§ **YOUR TASK**
Reproduce the listing that follows with no differences at all.
————
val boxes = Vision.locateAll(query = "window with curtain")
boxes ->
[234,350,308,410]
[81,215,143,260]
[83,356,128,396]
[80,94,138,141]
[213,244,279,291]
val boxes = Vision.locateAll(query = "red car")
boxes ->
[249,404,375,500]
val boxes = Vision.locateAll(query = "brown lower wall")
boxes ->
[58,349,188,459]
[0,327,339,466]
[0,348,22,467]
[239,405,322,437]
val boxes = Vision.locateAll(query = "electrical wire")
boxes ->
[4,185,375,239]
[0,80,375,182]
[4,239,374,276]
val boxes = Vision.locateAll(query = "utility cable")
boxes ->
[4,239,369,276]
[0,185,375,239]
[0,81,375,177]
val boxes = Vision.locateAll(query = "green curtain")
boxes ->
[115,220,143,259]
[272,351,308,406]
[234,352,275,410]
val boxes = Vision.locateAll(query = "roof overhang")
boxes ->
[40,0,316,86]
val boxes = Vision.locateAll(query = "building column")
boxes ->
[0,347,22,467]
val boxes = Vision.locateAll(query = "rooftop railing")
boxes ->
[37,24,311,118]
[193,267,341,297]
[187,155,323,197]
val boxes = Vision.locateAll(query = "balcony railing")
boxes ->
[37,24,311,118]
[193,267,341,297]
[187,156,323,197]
————
§ **PROBLEM SOLUTION**
val boxes = Vision.locateAll(query = "window with curtain")
boxes ->
[234,350,308,410]
[81,215,143,260]
[83,356,128,396]
[80,94,138,141]
[213,244,279,291]
val boxes = Vision.locateAll(query = "red car")
boxes ->
[249,404,375,500]
val boxes = Vision.locateAll(query = "brown lower wall")
boxes ->
[58,349,188,459]
[0,327,339,466]
[0,348,22,467]
[239,405,322,437]
val boxes = Vision.locateAll(query = "electrical wire")
boxes ->
[4,185,375,239]
[0,80,375,182]
[4,239,374,276]
val boxes = Vision.locateAll(query = "utility cable")
boxes ->
[4,239,369,276]
[0,185,375,239]
[0,81,375,177]
val boxes = Vision.locateAll(query = "green curtain")
boxes ->
[115,220,143,259]
[272,351,308,406]
[234,352,275,410]
val boxes = Vision.locateAll(query = "roof overhang")
boxes ->
[40,0,316,86]
val boxes = Vision.locateAll(query = "building column")
boxes ->
[0,347,22,467]
val boxes = Vision.locateAll(query = "rooftop railing")
boxes ->
[37,24,311,118]
[193,267,341,297]
[187,155,323,197]
val boxes = Vision.locateAll(query = "balcony railing")
boxes ->
[37,24,311,118]
[193,267,341,297]
[187,156,323,197]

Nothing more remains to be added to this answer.